MEN with Uzi machine guns, blackmail from terrorists/criminals and empty auction rooms -- Irish auctioneers have faced them all down through the years. But how will they deal with the fall-out from the credit crunch?
With Finance Minister Brian Lenihan now finally admitting that the Government is facing its toughest economic test in 20 years, watch out for the repercussions.
Auctioneers are going to be up against it to clinch sales under the hammer in the weeks ahead. But don't despair -- the profession has a long track record of battling against the odds.
Our auctioneering professionals are unlikely to come up against anything worse than they have confronted before.
Auctioneering dates back to the earliest times. The Babylonians, for example, held marriage markets at which women were sold by auction.
Commenting on this in 1931, L V Bennett, president of the Irish Auctioneers' and Estate Agents' Association (fore-runner of the IAVI) observed wryly: "No information is given as to the disposal of the unattractive and, consequently, unsold lots, nor are we told if the auctioneer received his commission in kind".

#####

- [Written instruction A]:
Using the article on Irish auctioneers, decide whether each statement agrees with it, answering yes or no and quoting the words that settle it. (i) The Babylonians held marriage markets at which women were sold by auction. (ii) In 1931, L V Bennett was president of the IAVI. (iii) Brian Lenihan admitted the Government faces its toughest economic test in 10 years.
- [Written instruction B]:
Print everything in the article on Irish auctioneers from "With Finance Minister" down to "have confronted before.", word for word.
The data that comes after the article on Irish auctioneers is separate material.

- [Collected material]:
#####

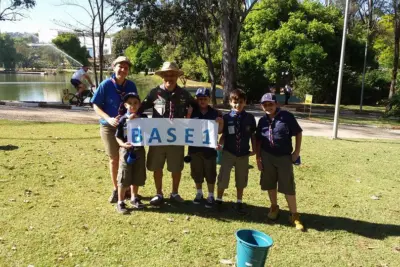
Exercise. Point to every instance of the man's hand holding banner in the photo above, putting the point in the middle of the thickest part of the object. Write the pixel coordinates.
(178, 132)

#####

- [Answer A]:
(i) Yes: "The Babylonians, for example, held marriage markets at which women were sold by auction."
(ii) No: "president of the Irish Auctioneers' and Estate Agents' Association (fore-runner of the IAVI)"
(iii) No: "the Government is facing its toughest economic test in 20 years"

- [Answer B]:
With Finance Minister Brian Lenihan now finally admitting that the Government is facing its toughest economic test in 20 years, watch out for the repercussions.
Auctioneers are going to be up against it to clinch sales under the hammer in the weeks ahead. But don't despair -- the profession has a long track record of battling against the odds.
Our auctioneering professionals are unlikely to come up against anything worse than they have confronted before.